── Reading passage ──

In a study measuring the longevity of lipstick wear, the event could be defined as the point when the lipstick wears off. Different curves can represent different lipstick products, allowing for comparison.

Cox Proportional Hazards Model

The Cox regression model, also known as the proportional hazards model, is used to assess the effect of multiple variables on survival time. Unlike Kaplan-Meier, which focuses on one group or treatment at a time, Cox regression allows for the inclusion of covariates and the examination of their influence on survival while adjusting for other factors.

This model assumes proportional hazards, meaning the effect of the covariates on the hazard (risk of event occurrence) is constant over time.

Example

In a study on the long-lasting effect of lipstick, factors such as product type, application technique, and environmental conditions could be included in the model to assess their effect on how long the lipstick stays on.

───
── Data ──

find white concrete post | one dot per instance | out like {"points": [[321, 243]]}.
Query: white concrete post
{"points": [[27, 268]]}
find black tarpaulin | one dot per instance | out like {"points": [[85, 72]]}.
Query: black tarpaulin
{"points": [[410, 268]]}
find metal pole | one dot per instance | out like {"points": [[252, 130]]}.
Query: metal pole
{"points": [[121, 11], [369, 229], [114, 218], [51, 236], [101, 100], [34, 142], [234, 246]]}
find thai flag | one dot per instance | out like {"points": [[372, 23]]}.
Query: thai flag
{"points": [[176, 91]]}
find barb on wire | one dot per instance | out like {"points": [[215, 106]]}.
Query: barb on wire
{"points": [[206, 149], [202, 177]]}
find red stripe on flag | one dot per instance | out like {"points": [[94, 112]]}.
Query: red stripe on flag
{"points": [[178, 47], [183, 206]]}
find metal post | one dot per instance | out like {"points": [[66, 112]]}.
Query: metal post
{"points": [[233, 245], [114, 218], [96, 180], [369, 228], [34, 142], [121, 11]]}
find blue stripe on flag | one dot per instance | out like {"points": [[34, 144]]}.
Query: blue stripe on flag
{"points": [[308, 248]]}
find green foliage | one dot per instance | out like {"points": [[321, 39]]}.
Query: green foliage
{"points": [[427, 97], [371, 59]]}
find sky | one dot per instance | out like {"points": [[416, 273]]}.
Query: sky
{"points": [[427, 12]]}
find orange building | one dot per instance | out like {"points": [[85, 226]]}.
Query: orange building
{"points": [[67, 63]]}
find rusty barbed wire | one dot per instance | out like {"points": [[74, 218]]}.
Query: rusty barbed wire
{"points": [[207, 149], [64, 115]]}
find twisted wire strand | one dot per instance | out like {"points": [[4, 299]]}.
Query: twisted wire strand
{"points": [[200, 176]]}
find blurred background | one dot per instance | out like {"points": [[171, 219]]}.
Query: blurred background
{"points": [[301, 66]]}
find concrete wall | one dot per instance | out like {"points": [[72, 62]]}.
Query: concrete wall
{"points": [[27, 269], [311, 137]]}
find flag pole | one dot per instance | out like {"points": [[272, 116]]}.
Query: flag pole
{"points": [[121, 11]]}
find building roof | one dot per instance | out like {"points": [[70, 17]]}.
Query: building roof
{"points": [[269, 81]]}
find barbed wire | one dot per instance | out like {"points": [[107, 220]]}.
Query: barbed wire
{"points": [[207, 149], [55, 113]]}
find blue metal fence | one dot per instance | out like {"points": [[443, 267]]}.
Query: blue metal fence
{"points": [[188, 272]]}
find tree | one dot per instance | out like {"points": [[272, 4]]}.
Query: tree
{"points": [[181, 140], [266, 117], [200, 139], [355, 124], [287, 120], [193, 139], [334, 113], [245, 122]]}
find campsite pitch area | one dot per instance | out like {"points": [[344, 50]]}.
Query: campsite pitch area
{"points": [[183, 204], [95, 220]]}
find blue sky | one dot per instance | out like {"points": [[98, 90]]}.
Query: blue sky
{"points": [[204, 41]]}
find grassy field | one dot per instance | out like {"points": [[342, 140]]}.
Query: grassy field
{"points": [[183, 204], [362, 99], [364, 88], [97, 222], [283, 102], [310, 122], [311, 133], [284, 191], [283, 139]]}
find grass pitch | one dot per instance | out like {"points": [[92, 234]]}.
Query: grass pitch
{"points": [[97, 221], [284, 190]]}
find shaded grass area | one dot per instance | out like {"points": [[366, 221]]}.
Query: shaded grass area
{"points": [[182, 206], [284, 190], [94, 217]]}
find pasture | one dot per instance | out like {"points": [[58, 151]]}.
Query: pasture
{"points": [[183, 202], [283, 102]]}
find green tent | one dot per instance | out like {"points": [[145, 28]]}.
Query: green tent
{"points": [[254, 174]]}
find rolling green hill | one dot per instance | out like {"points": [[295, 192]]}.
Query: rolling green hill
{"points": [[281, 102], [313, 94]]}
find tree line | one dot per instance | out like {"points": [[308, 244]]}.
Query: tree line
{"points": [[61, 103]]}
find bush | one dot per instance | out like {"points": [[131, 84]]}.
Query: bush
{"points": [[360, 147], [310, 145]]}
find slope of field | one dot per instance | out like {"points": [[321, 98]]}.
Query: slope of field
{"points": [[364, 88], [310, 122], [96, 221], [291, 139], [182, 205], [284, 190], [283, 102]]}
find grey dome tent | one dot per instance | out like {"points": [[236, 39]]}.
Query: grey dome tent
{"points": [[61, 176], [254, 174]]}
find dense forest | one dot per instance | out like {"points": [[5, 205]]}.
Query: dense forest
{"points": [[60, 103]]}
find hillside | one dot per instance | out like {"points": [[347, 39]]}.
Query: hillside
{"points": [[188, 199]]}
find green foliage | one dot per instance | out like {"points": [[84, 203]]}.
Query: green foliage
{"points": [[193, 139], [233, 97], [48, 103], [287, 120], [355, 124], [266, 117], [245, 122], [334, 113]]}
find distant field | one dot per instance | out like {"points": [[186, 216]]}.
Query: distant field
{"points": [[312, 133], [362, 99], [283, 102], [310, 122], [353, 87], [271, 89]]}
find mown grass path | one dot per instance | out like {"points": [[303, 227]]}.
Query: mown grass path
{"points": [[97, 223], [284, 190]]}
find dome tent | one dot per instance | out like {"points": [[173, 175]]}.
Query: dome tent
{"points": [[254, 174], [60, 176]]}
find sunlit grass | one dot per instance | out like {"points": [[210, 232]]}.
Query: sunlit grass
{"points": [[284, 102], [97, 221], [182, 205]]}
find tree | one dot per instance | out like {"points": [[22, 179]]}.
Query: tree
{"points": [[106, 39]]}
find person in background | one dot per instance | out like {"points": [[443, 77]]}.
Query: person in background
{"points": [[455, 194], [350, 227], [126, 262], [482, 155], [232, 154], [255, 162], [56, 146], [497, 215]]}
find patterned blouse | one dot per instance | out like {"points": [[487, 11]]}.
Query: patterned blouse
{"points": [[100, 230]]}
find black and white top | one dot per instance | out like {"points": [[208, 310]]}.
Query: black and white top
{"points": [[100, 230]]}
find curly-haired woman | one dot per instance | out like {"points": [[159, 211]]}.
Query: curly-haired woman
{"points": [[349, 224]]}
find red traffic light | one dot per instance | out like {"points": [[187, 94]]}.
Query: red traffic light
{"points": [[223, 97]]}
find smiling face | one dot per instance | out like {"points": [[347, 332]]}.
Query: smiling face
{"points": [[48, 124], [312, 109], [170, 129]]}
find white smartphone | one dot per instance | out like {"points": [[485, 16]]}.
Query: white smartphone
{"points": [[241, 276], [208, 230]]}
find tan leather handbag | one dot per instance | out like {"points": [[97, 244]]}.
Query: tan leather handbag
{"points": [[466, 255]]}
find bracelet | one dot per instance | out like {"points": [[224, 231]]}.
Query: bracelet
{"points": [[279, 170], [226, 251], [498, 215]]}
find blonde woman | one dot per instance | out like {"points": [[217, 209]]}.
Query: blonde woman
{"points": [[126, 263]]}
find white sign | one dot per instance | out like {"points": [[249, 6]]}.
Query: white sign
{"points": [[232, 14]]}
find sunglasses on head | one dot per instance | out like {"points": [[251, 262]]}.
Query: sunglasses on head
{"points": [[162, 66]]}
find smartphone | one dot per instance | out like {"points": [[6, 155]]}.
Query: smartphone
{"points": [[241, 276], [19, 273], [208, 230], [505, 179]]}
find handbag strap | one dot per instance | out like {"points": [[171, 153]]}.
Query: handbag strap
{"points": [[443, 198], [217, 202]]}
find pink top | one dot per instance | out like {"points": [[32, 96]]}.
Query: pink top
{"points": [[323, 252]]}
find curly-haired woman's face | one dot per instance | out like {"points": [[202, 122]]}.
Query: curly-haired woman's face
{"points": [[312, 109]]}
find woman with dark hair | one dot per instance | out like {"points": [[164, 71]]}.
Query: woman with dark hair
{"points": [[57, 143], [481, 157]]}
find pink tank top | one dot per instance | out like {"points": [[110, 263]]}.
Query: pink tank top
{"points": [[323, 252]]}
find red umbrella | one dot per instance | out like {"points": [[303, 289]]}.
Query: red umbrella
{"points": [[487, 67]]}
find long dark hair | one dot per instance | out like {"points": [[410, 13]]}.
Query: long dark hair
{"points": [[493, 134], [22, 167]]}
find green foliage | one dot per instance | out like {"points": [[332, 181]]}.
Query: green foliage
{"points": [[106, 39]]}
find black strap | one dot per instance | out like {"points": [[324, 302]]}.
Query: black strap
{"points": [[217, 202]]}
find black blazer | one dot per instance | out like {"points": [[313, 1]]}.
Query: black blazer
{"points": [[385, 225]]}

───

* **Requirement**
Reproduce the stretch of the survival-analysis passage from "In a study measuring" through "constant over time.", word for word.

* **The output**
In a study measuring the longevity of lipstick wear, the event could be defined as the point when the lipstick wears off. Different curves can represent different lipstick products, allowing for comparison.

Cox Proportional Hazards Model

The Cox regression model, also known as the proportional hazards model, is used to assess the effect of multiple variables on survival time. Unlike Kaplan-Meier, which focuses on one group or treatment at a time, Cox regression allows for the inclusion of covariates and the examination of their influence on survival while adjusting for other factors.

This model assumes proportional hazards, meaning the effect of the covariates on the hazard (risk of event occurrence) is constant over time.